- **Excerpt**:
WEDNESDAY - Riksbank Decision
 
Consensus has shifted more concretely towards a 25bp Riksbank cut in January, which would bring the policy rate to 2.25%. The December meeting minutes highlighted more appetite for earlier cuts than the decision itself suggested, with Breman, Jansson and Bunge signalling a willingness to cut rates in early 2025. Data outturns since December have also supported such an approach. The December policy statement suggested a “more tentative” approach to policy was required going forwards, with the policy rate likely to be cut once more in H1 2025 “if the outlook for inflation and economic activity remains unchanged”. The policy rate path projection and Governor Thedeen’s December press conference comments suggested a cut in March was slightly more likely than January. The December minutes (and subsequent commentary) suggested Thedeen and Seim may still favour such an approach, but they appear to be in the minority.

- **Extracted information**:
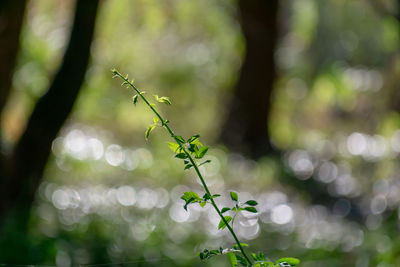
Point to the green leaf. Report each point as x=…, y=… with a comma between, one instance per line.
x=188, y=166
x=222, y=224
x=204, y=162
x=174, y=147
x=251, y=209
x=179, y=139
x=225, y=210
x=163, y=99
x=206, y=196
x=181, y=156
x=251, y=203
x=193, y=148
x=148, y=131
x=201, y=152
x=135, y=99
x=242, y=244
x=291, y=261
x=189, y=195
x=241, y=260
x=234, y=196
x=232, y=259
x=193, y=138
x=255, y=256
* * *
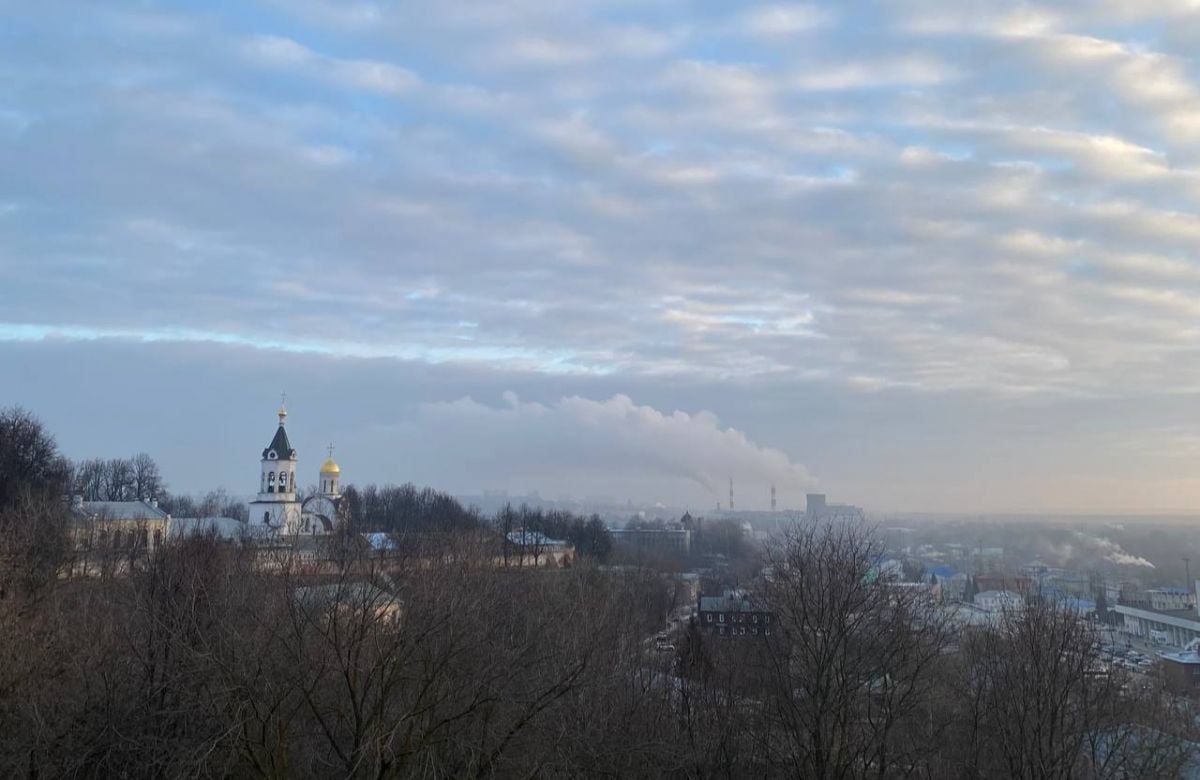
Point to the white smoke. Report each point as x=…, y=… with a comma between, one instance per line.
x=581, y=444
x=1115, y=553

- **Work to be completed**:
Reproduce the Riksbank decision text in full, word for word, from its heading to its final sentence.

- **Answer for the task**:
WEDNESDAY - Riksbank Decision
 
Consensus has shifted more concretely towards a 25bp Riksbank cut in January, which would bring the policy rate to 2.25%. The December meeting minutes highlighted more appetite for earlier cuts than the decision itself suggested, with Breman, Jansson and Bunge signalling a willingness to cut rates in early 2025. Data outturns since December have also supported such an approach. The December policy statement suggested a “more tentative” approach to policy was required going forwards, with the policy rate likely to be cut once more in H1 2025 “if the outlook for inflation and economic activity remains unchanged”. The policy rate path projection and Governor Thedeen’s December press conference comments suggested a cut in March was slightly more likely than January. The December minutes (and subsequent commentary) suggested Thedeen and Seim may still favour such an approach, but they appear to be in the minority.